#### TASK INSTRUCTIONS:
Return every line of the items below that contains the word "leaf". Treat uppercase and lowercase as different.

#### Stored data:
* * * * * * *
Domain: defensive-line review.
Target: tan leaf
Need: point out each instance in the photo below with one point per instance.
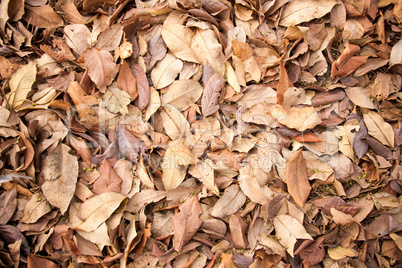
(250, 186)
(35, 208)
(230, 202)
(187, 222)
(116, 100)
(339, 252)
(305, 10)
(174, 123)
(143, 174)
(126, 81)
(182, 94)
(357, 96)
(296, 178)
(173, 173)
(166, 71)
(60, 170)
(110, 39)
(209, 50)
(238, 228)
(43, 16)
(21, 84)
(379, 129)
(97, 210)
(77, 37)
(298, 118)
(178, 39)
(205, 173)
(100, 66)
(288, 229)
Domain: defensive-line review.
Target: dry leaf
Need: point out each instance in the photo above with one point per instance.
(187, 222)
(100, 67)
(289, 230)
(296, 178)
(60, 170)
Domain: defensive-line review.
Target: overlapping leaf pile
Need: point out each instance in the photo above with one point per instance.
(201, 133)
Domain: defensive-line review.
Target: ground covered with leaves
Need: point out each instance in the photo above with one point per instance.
(200, 133)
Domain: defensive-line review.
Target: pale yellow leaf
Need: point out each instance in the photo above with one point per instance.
(166, 71)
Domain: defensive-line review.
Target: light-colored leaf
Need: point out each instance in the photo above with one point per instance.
(339, 252)
(205, 173)
(97, 210)
(296, 178)
(173, 173)
(230, 202)
(166, 71)
(298, 118)
(60, 170)
(110, 39)
(77, 37)
(288, 229)
(300, 11)
(378, 128)
(182, 94)
(357, 96)
(178, 39)
(209, 50)
(116, 100)
(100, 66)
(21, 84)
(250, 186)
(175, 124)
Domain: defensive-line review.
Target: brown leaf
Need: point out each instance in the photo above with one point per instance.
(100, 67)
(9, 204)
(36, 262)
(126, 81)
(212, 90)
(238, 228)
(42, 17)
(296, 178)
(336, 202)
(108, 181)
(187, 222)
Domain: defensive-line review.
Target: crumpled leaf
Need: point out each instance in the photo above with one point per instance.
(289, 230)
(187, 222)
(298, 118)
(98, 209)
(230, 202)
(182, 94)
(21, 84)
(378, 128)
(60, 170)
(305, 10)
(100, 66)
(296, 178)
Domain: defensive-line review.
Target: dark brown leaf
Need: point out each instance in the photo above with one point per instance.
(187, 222)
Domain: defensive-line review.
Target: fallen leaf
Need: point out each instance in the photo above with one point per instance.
(60, 170)
(166, 71)
(97, 210)
(296, 178)
(21, 84)
(304, 11)
(229, 203)
(289, 230)
(100, 67)
(378, 128)
(298, 118)
(182, 94)
(187, 222)
(238, 228)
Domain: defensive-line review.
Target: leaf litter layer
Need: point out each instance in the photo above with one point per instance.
(200, 133)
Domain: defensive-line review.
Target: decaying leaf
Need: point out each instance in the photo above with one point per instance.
(60, 171)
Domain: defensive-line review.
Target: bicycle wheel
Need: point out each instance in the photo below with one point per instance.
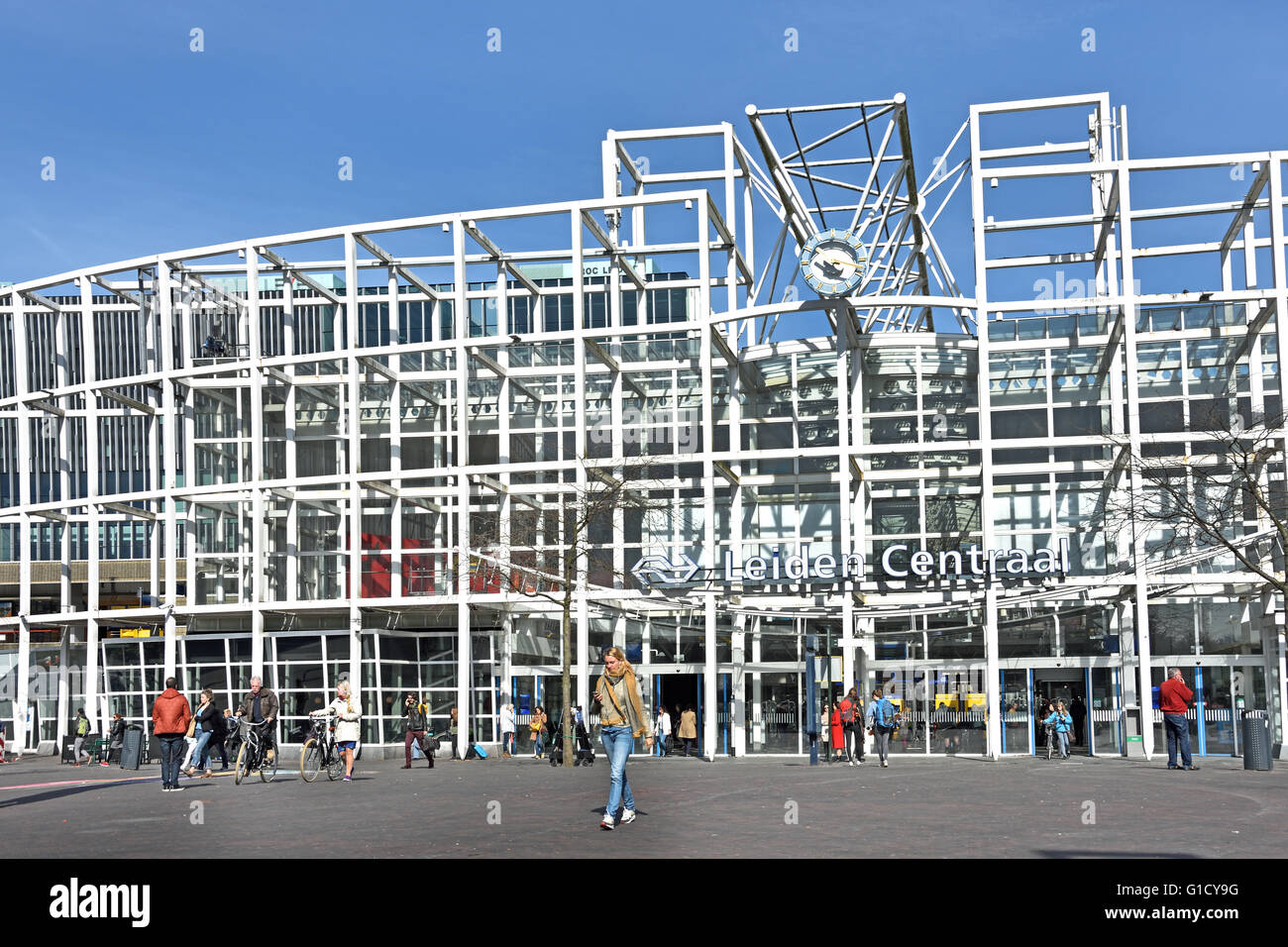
* * * * * * *
#### RESULT:
Target: tan leaf
Target: dry leaf
Target: overlapping leaf pile
Target: pale yellow leaf
Target: light-colored leaf
Target: brown leaf
Target: crumpled leaf
Target: dark brown leaf
Target: fallen leaf
Target: leaf litter layer
Target: decaying leaf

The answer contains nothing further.